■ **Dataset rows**
## Begin
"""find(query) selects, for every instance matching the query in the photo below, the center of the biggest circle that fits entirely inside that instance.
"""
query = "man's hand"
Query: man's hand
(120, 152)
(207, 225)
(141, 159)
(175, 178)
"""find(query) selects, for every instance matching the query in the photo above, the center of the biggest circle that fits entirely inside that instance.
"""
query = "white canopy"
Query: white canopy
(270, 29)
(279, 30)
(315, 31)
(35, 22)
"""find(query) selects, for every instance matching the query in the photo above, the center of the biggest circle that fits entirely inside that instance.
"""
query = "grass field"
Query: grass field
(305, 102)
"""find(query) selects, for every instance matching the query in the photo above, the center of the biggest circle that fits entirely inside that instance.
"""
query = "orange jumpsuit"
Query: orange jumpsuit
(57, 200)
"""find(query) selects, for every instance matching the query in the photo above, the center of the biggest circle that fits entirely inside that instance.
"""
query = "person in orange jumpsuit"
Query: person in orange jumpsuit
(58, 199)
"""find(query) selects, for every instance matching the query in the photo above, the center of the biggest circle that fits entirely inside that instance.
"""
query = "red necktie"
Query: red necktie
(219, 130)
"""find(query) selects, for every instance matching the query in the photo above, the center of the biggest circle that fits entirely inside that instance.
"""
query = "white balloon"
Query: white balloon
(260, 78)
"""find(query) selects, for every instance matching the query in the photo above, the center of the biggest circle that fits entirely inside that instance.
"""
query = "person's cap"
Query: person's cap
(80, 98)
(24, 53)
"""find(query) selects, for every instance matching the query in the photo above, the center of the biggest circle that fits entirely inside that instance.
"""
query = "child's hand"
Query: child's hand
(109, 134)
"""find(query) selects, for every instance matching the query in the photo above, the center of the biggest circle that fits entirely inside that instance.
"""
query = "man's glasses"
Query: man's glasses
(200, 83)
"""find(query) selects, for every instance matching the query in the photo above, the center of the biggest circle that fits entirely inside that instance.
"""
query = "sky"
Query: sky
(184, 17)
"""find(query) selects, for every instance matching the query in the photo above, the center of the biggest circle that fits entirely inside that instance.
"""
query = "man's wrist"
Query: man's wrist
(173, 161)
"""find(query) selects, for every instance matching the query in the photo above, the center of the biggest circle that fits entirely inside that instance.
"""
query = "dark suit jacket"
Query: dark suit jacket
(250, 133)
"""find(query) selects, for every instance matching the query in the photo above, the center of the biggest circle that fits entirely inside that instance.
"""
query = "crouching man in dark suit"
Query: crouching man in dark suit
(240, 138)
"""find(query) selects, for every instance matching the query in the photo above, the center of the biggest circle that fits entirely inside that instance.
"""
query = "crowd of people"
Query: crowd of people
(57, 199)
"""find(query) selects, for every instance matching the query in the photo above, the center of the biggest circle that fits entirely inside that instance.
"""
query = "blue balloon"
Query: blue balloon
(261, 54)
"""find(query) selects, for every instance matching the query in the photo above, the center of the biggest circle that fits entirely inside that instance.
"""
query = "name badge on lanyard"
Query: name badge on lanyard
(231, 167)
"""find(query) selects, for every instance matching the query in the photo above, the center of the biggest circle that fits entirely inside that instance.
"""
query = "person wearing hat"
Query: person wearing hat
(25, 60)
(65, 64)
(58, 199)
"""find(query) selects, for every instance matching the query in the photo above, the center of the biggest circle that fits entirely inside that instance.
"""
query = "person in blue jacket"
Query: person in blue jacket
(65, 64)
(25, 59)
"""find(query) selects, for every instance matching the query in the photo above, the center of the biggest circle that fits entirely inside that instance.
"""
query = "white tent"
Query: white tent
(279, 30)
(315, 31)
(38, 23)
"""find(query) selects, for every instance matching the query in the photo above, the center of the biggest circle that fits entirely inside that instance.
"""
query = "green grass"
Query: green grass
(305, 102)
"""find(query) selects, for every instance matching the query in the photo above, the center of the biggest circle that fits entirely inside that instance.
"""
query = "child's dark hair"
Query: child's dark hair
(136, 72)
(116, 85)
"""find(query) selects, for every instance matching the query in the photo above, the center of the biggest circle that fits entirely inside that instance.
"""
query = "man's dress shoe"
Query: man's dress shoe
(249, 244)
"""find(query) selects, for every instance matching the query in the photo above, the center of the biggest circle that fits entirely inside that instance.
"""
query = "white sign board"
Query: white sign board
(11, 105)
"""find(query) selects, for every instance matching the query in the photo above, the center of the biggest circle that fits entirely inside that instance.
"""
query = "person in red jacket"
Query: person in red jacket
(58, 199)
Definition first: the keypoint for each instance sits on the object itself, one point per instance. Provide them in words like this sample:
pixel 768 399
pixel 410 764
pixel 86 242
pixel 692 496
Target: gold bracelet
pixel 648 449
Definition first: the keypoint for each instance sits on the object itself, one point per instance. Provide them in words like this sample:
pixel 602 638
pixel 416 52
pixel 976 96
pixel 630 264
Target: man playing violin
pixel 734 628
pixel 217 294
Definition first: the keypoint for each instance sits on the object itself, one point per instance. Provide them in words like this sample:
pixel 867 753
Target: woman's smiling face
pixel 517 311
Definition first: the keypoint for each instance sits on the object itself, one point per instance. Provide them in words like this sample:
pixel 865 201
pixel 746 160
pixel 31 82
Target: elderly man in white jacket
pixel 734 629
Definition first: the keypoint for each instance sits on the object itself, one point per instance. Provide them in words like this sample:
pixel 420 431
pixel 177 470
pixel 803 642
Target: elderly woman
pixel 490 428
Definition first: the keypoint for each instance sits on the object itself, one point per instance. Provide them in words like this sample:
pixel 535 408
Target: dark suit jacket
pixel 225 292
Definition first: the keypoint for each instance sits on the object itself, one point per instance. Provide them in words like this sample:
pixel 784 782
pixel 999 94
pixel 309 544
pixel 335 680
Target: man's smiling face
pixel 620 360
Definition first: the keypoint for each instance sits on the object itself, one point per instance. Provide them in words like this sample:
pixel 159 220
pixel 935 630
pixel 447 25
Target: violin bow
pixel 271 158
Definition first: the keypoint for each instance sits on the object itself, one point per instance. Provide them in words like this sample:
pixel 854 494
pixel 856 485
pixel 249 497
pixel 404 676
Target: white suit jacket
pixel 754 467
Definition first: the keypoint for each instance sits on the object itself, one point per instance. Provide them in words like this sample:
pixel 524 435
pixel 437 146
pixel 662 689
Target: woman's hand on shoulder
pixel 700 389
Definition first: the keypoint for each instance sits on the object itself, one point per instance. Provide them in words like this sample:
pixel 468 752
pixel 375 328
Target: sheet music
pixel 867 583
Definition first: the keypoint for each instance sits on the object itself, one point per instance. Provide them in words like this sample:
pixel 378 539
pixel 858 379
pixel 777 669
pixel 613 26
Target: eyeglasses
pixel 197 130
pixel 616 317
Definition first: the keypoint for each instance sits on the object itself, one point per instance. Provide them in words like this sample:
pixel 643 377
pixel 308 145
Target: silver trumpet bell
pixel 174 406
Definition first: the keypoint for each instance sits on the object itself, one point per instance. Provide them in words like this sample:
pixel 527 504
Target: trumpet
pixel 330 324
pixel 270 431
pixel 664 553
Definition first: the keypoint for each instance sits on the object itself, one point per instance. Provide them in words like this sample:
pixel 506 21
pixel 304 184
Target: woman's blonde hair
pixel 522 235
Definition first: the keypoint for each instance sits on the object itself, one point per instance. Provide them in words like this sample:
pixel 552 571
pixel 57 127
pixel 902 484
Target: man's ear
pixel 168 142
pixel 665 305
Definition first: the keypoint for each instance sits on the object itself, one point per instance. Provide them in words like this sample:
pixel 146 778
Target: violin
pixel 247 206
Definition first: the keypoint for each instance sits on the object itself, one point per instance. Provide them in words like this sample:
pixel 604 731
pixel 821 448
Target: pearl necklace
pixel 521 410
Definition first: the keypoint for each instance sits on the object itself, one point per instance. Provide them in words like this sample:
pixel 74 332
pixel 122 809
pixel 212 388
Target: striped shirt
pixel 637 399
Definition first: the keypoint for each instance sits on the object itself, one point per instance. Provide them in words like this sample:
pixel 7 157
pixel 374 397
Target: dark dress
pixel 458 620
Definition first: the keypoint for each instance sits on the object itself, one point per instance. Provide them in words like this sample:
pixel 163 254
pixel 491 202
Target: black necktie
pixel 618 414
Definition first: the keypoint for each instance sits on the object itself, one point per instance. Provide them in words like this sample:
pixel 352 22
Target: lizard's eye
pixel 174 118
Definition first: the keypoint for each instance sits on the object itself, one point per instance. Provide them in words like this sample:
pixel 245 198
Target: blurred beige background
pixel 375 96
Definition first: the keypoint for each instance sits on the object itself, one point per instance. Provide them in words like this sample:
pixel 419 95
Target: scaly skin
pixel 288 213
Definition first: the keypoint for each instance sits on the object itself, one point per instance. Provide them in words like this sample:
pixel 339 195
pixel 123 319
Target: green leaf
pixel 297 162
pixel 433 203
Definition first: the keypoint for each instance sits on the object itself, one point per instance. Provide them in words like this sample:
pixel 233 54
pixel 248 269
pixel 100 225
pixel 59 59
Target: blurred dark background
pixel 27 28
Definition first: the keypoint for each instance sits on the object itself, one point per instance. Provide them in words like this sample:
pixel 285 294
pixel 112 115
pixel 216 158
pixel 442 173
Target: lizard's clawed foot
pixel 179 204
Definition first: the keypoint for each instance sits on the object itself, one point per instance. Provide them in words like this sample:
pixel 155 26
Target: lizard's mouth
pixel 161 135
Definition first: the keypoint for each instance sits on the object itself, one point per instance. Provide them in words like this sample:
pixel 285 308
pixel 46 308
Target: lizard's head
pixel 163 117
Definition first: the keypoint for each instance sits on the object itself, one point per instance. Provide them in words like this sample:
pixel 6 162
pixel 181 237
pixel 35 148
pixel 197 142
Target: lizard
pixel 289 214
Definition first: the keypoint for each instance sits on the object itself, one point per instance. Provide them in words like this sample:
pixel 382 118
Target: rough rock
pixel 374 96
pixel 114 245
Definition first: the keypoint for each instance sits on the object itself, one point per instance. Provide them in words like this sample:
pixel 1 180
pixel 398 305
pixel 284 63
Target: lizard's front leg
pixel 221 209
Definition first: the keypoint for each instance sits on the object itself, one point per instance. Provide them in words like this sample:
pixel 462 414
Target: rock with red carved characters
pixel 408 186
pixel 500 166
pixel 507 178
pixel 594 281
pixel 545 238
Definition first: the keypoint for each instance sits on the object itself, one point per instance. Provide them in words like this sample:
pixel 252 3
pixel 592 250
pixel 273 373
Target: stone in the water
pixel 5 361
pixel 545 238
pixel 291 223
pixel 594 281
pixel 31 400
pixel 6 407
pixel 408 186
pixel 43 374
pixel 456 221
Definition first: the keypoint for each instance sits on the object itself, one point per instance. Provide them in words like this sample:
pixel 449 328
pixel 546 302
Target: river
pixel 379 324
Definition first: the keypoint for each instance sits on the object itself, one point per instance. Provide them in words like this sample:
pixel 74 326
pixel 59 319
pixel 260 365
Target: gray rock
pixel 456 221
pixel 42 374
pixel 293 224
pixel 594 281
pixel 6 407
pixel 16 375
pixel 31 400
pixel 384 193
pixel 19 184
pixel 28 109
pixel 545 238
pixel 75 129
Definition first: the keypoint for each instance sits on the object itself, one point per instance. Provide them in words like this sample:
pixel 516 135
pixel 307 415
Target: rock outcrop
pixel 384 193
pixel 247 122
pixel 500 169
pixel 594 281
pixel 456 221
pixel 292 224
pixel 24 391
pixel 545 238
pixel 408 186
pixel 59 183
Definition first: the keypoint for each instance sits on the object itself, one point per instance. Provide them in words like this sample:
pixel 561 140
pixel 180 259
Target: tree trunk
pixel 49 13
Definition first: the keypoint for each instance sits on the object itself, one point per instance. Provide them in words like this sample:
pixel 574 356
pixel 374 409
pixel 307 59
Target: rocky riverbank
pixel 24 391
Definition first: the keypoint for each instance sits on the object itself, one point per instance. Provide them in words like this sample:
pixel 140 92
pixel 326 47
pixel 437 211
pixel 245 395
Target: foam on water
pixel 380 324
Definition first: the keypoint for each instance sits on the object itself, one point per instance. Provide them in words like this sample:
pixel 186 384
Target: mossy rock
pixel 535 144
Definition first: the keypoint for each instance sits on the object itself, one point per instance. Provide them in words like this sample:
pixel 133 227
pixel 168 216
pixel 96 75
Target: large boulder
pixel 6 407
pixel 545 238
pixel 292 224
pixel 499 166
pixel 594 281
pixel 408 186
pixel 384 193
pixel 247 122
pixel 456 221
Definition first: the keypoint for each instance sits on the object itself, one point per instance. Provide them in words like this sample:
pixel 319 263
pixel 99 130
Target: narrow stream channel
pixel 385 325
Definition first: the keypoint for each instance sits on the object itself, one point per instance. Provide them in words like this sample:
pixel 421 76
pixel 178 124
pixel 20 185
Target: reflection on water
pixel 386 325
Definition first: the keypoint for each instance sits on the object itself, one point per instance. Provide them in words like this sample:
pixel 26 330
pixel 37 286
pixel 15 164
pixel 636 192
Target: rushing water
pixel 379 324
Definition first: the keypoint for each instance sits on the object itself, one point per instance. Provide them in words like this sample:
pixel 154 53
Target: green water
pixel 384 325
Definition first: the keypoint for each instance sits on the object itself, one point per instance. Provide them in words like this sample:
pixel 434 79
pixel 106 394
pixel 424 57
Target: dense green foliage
## End
■ **The problem**
Collect every line in the records above that contains the word "green".

■ **Worked answer**
query = "green grass"
Query: green grass
Target: green leaf
Target: green water
Target: dense green foliage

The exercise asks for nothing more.